▶ _TASK OBJECTIVE_:
Render every line of the data below as a JSON array of strings, one string per line, and leave out any blank lines.

▶ _PROVIDED DATA_:

(begin)

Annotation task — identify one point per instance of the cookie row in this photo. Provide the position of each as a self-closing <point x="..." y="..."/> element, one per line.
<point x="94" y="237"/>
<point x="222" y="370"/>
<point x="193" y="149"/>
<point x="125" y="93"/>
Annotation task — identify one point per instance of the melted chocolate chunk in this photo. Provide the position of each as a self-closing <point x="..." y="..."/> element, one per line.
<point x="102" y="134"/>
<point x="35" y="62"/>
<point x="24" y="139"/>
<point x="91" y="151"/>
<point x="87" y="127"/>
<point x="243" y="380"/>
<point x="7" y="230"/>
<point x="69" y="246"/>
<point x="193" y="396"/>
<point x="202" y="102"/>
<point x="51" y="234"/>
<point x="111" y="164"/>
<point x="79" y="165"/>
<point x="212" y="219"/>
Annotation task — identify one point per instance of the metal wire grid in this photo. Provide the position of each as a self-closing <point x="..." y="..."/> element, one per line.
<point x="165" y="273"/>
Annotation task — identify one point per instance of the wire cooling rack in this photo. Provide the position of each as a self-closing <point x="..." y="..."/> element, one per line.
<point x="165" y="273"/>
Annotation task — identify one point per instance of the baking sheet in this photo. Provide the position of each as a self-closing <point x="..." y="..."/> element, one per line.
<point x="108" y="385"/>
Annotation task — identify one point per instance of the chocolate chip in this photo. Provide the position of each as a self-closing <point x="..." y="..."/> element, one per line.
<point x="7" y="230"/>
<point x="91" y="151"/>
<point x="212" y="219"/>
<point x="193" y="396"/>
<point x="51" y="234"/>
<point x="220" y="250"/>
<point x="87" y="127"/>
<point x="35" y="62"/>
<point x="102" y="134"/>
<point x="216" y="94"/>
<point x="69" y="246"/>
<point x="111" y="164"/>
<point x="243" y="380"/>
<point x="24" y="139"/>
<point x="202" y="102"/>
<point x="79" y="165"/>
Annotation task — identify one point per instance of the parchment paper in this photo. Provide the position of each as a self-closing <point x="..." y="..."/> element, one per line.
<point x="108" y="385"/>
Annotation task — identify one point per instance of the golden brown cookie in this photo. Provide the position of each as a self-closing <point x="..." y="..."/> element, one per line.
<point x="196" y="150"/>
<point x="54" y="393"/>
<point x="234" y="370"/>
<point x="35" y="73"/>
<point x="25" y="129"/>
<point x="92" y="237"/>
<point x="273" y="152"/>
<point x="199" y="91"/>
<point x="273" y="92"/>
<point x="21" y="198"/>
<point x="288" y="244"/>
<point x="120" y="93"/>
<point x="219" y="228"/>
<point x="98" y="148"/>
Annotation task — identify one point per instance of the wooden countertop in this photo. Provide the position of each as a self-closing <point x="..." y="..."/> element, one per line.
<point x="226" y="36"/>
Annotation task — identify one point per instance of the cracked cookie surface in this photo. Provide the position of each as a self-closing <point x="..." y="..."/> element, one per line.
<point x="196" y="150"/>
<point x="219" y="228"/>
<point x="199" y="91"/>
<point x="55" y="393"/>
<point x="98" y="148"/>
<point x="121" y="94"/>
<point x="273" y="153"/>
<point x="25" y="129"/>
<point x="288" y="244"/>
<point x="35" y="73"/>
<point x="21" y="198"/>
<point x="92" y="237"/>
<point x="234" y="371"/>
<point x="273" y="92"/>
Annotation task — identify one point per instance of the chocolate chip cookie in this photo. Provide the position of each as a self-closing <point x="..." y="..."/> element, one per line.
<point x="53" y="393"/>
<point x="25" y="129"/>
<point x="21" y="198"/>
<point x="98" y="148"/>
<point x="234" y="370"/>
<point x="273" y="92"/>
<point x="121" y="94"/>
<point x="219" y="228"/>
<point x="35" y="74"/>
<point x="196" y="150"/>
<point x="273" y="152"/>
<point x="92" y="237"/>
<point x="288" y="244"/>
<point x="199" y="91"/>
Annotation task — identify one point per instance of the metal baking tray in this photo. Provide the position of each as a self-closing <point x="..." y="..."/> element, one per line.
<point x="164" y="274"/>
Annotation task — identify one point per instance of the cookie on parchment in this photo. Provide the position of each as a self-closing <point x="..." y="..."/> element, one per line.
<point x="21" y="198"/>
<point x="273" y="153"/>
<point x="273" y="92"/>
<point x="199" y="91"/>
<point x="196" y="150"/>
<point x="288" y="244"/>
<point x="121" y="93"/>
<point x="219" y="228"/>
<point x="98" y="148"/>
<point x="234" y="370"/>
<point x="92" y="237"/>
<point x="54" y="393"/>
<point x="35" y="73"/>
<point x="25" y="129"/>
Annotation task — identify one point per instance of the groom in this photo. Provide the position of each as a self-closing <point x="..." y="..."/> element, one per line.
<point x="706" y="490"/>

(end)

▶ _SOLUTION BELOW_:
[
  "Annotation task — identify one point per instance of the cookie row in this photo. Provide the position of each as a self-closing <point x=\"...\" y=\"...\"/> element, one per line.",
  "<point x=\"94\" y=\"237\"/>",
  "<point x=\"222\" y=\"370\"/>",
  "<point x=\"193\" y=\"149\"/>",
  "<point x=\"125\" y=\"93\"/>",
  "Annotation task — identify one point per instance of the melted chocolate chunk in this photo. Provide the position of each as a self-closing <point x=\"...\" y=\"...\"/> element, one per line.",
  "<point x=\"102\" y=\"134\"/>",
  "<point x=\"35\" y=\"62\"/>",
  "<point x=\"24\" y=\"139\"/>",
  "<point x=\"91\" y=\"151\"/>",
  "<point x=\"87\" y=\"127\"/>",
  "<point x=\"243\" y=\"380\"/>",
  "<point x=\"7\" y=\"230\"/>",
  "<point x=\"69\" y=\"246\"/>",
  "<point x=\"193\" y=\"396\"/>",
  "<point x=\"202\" y=\"102\"/>",
  "<point x=\"51\" y=\"234\"/>",
  "<point x=\"111\" y=\"164\"/>",
  "<point x=\"79\" y=\"165\"/>",
  "<point x=\"212\" y=\"219\"/>",
  "Annotation task — identify one point per instance of the metal wire grid in this photo. Provide the position of each as a self-closing <point x=\"...\" y=\"...\"/> element, one per line.",
  "<point x=\"165\" y=\"273\"/>",
  "Annotation task — identify one point per instance of the wire cooling rack in this photo. Provide the position of each as a self-closing <point x=\"...\" y=\"...\"/> element, one per line.",
  "<point x=\"165\" y=\"273\"/>",
  "Annotation task — identify one point per instance of the baking sheet in this photo. Provide the position of each as a self-closing <point x=\"...\" y=\"...\"/> element, one per line.",
  "<point x=\"108\" y=\"385\"/>",
  "Annotation task — identify one point per instance of the chocolate chip in this photo. Provide the position of each as a self-closing <point x=\"...\" y=\"...\"/> element, one per line.",
  "<point x=\"7\" y=\"230\"/>",
  "<point x=\"91\" y=\"151\"/>",
  "<point x=\"212\" y=\"219\"/>",
  "<point x=\"193\" y=\"396\"/>",
  "<point x=\"51\" y=\"234\"/>",
  "<point x=\"220\" y=\"250\"/>",
  "<point x=\"87\" y=\"127\"/>",
  "<point x=\"35\" y=\"62\"/>",
  "<point x=\"102\" y=\"134\"/>",
  "<point x=\"216\" y=\"94\"/>",
  "<point x=\"69\" y=\"246\"/>",
  "<point x=\"111\" y=\"164\"/>",
  "<point x=\"243\" y=\"380\"/>",
  "<point x=\"24\" y=\"139\"/>",
  "<point x=\"202\" y=\"102\"/>",
  "<point x=\"79\" y=\"165\"/>",
  "Annotation task — identify one point per instance of the parchment paper in this photo. Provide the position of each as a self-closing <point x=\"...\" y=\"...\"/> element, one per line.",
  "<point x=\"108\" y=\"385\"/>",
  "Annotation task — identify one point per instance of the golden brown cookie in this photo. Provide the position of each as a self-closing <point x=\"...\" y=\"...\"/> element, one per line.",
  "<point x=\"196\" y=\"150\"/>",
  "<point x=\"54\" y=\"393\"/>",
  "<point x=\"234\" y=\"370\"/>",
  "<point x=\"35\" y=\"73\"/>",
  "<point x=\"25\" y=\"129\"/>",
  "<point x=\"92\" y=\"237\"/>",
  "<point x=\"273\" y=\"152\"/>",
  "<point x=\"199\" y=\"91\"/>",
  "<point x=\"273\" y=\"92\"/>",
  "<point x=\"21\" y=\"198\"/>",
  "<point x=\"288\" y=\"244\"/>",
  "<point x=\"120\" y=\"93\"/>",
  "<point x=\"219\" y=\"228\"/>",
  "<point x=\"98\" y=\"148\"/>",
  "Annotation task — identify one point per instance of the wooden countertop in this photo. Provide the position of each as a self-closing <point x=\"...\" y=\"...\"/> element, one per line.",
  "<point x=\"226\" y=\"36\"/>",
  "Annotation task — identify one point per instance of the cracked cookie surface in this photo. Provide the position of each as a self-closing <point x=\"...\" y=\"...\"/> element, one per line.",
  "<point x=\"196\" y=\"150\"/>",
  "<point x=\"219\" y=\"228\"/>",
  "<point x=\"199\" y=\"91\"/>",
  "<point x=\"55\" y=\"393\"/>",
  "<point x=\"98\" y=\"148\"/>",
  "<point x=\"121\" y=\"94\"/>",
  "<point x=\"273\" y=\"153\"/>",
  "<point x=\"25\" y=\"129\"/>",
  "<point x=\"288\" y=\"244\"/>",
  "<point x=\"35\" y=\"73\"/>",
  "<point x=\"21\" y=\"198\"/>",
  "<point x=\"92\" y=\"237\"/>",
  "<point x=\"234\" y=\"371\"/>",
  "<point x=\"273\" y=\"92\"/>",
  "Annotation task — identify one point per instance of the chocolate chip cookie in this photo. Provide the position of each as a self-closing <point x=\"...\" y=\"...\"/> element, one per line.",
  "<point x=\"53\" y=\"393\"/>",
  "<point x=\"25\" y=\"129\"/>",
  "<point x=\"21\" y=\"198\"/>",
  "<point x=\"98\" y=\"148\"/>",
  "<point x=\"234\" y=\"370\"/>",
  "<point x=\"273\" y=\"92\"/>",
  "<point x=\"121\" y=\"94\"/>",
  "<point x=\"219\" y=\"228\"/>",
  "<point x=\"35\" y=\"74\"/>",
  "<point x=\"196\" y=\"150\"/>",
  "<point x=\"273\" y=\"152\"/>",
  "<point x=\"92\" y=\"237\"/>",
  "<point x=\"288\" y=\"244\"/>",
  "<point x=\"199\" y=\"91\"/>",
  "Annotation task — identify one point per instance of the metal baking tray in this photo. Provide the position of each as a self-closing <point x=\"...\" y=\"...\"/> element, one per line.",
  "<point x=\"164\" y=\"274\"/>",
  "Annotation task — identify one point per instance of the cookie on parchment in this photo. Provide the position of each as a self-closing <point x=\"...\" y=\"...\"/> element, one per line.",
  "<point x=\"21\" y=\"198\"/>",
  "<point x=\"273\" y=\"153\"/>",
  "<point x=\"273\" y=\"92\"/>",
  "<point x=\"199\" y=\"91\"/>",
  "<point x=\"196\" y=\"150\"/>",
  "<point x=\"288\" y=\"244\"/>",
  "<point x=\"121\" y=\"93\"/>",
  "<point x=\"219\" y=\"228\"/>",
  "<point x=\"98\" y=\"148\"/>",
  "<point x=\"234\" y=\"370\"/>",
  "<point x=\"92\" y=\"237\"/>",
  "<point x=\"54\" y=\"393\"/>",
  "<point x=\"35\" y=\"73\"/>",
  "<point x=\"25\" y=\"129\"/>",
  "Annotation task — identify one point per instance of the groom in this photo. Provide the position of each as a self-closing <point x=\"...\" y=\"...\"/> element, one per line.",
  "<point x=\"706\" y=\"490\"/>"
]